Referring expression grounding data
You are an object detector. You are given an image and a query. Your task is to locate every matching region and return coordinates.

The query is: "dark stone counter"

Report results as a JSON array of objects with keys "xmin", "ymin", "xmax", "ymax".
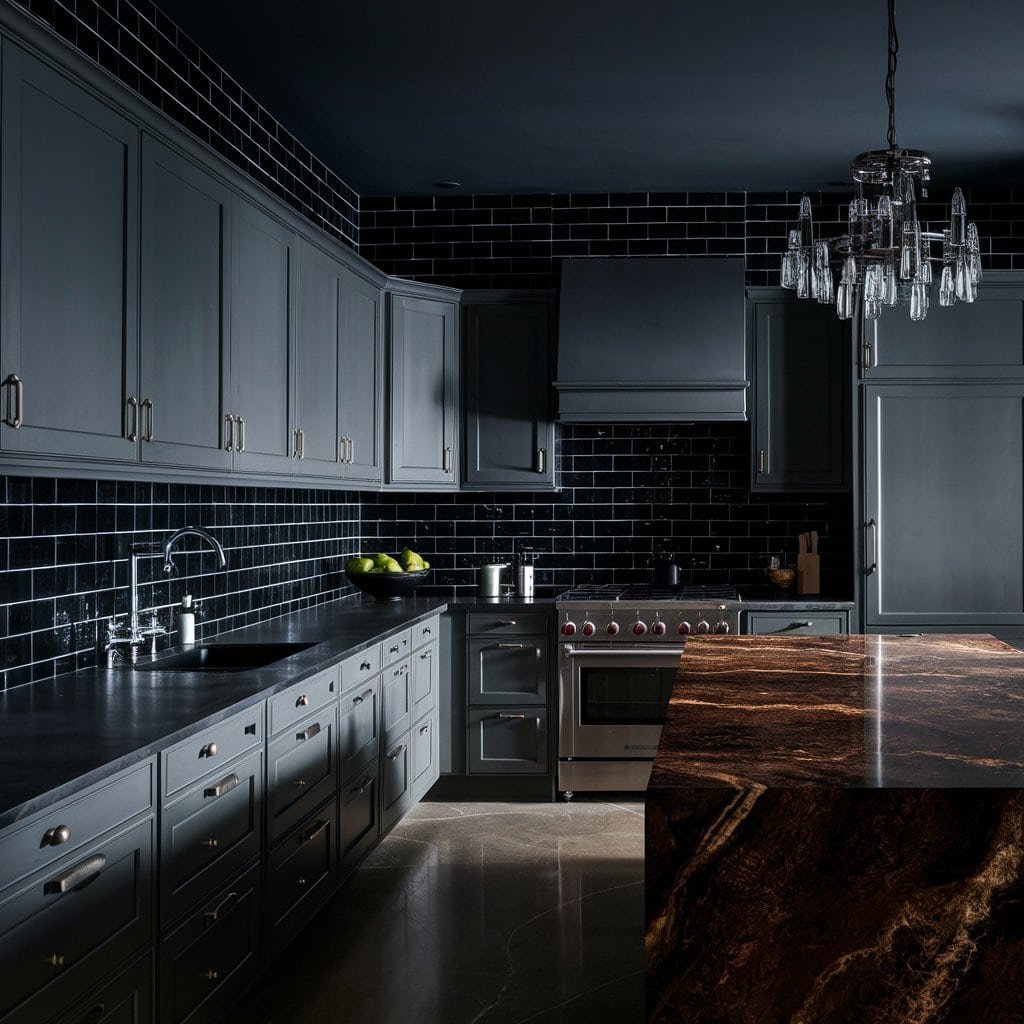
[
  {"xmin": 0, "ymin": 595, "xmax": 447, "ymax": 828},
  {"xmin": 646, "ymin": 634, "xmax": 1024, "ymax": 1024}
]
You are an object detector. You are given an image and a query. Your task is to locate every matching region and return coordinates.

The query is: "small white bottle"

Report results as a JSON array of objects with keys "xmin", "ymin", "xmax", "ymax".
[{"xmin": 179, "ymin": 594, "xmax": 196, "ymax": 645}]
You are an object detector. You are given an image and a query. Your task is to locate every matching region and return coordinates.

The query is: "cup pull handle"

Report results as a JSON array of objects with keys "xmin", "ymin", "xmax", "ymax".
[
  {"xmin": 203, "ymin": 891, "xmax": 239, "ymax": 926},
  {"xmin": 45, "ymin": 853, "xmax": 107, "ymax": 894},
  {"xmin": 296, "ymin": 722, "xmax": 321, "ymax": 742},
  {"xmin": 204, "ymin": 772, "xmax": 239, "ymax": 799}
]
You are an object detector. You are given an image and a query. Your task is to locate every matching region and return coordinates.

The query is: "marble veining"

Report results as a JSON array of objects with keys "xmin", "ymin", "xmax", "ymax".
[{"xmin": 651, "ymin": 634, "xmax": 1024, "ymax": 789}]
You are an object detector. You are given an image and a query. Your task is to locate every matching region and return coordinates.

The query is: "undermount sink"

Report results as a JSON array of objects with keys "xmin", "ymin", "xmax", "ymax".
[{"xmin": 138, "ymin": 642, "xmax": 315, "ymax": 672}]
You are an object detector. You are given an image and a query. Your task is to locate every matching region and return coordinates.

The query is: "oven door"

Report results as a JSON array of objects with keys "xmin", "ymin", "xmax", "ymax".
[{"xmin": 558, "ymin": 645, "xmax": 686, "ymax": 759}]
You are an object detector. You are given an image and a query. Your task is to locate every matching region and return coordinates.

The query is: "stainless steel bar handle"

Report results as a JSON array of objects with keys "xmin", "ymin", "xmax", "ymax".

WHAT IS BEING ASKED
Your task is to return every entry exactly as it was written, with the pictures removed.

SOLUTION TO THIS TASK
You are an object detector. You are given an image and a query. Your task is to locate every matching region and return coordinates.

The query is: "dark stone counter"

Report results as a JSON array of objects with keys "xmin", "ymin", "xmax", "ymax".
[
  {"xmin": 0, "ymin": 595, "xmax": 447, "ymax": 828},
  {"xmin": 646, "ymin": 634, "xmax": 1024, "ymax": 1024}
]
You are an object detector. You are given an image and a query. Your task is to locate every matching region and return coordinates.

The query is: "small white bottle"

Report results as a JSON array of objects with keys "xmin", "ymin", "xmax", "ymax".
[{"xmin": 179, "ymin": 594, "xmax": 196, "ymax": 645}]
You are an object detector. You are given an image and a query. Your task is to locate every matching region and return coordinates.

The query is: "cup pull handle"

Report results as a JSON array of objects with keys "xmin", "ymin", "xmax", "ymax".
[
  {"xmin": 203, "ymin": 891, "xmax": 239, "ymax": 926},
  {"xmin": 45, "ymin": 853, "xmax": 107, "ymax": 894},
  {"xmin": 296, "ymin": 722, "xmax": 321, "ymax": 742},
  {"xmin": 204, "ymin": 772, "xmax": 239, "ymax": 799}
]
You are an object detector. You are given an image and a query. Your task is to locate every matching region and return coordinates.

The query is: "marble veining"

Report results as a JSON array of objects with keys "xmin", "ymin", "xmax", "ymax".
[{"xmin": 651, "ymin": 634, "xmax": 1024, "ymax": 789}]
You are an object detector. You are given an image and a query. Your task is to locate every matching region and return coordinates.

The query is: "undermount sink"

Report results as a JSON array of objects with keys "xmin", "ymin", "xmax", "ymax".
[{"xmin": 138, "ymin": 642, "xmax": 315, "ymax": 672}]
You are an object detector. You are given an image and a query. Your task is to locate every matching region and return coordinates.

The query is: "oven door"

Report results as a JSON array of objects with keys "xmin", "ymin", "xmax", "ymax".
[{"xmin": 558, "ymin": 645, "xmax": 686, "ymax": 759}]
You are an object detector. You are given an image and a query. Your task is to locate every matching region and return coordinates.

The query is: "stainless steel bar handle"

Report results as a JSON array of objects with keys "xmin", "ymin", "xmax", "ymax".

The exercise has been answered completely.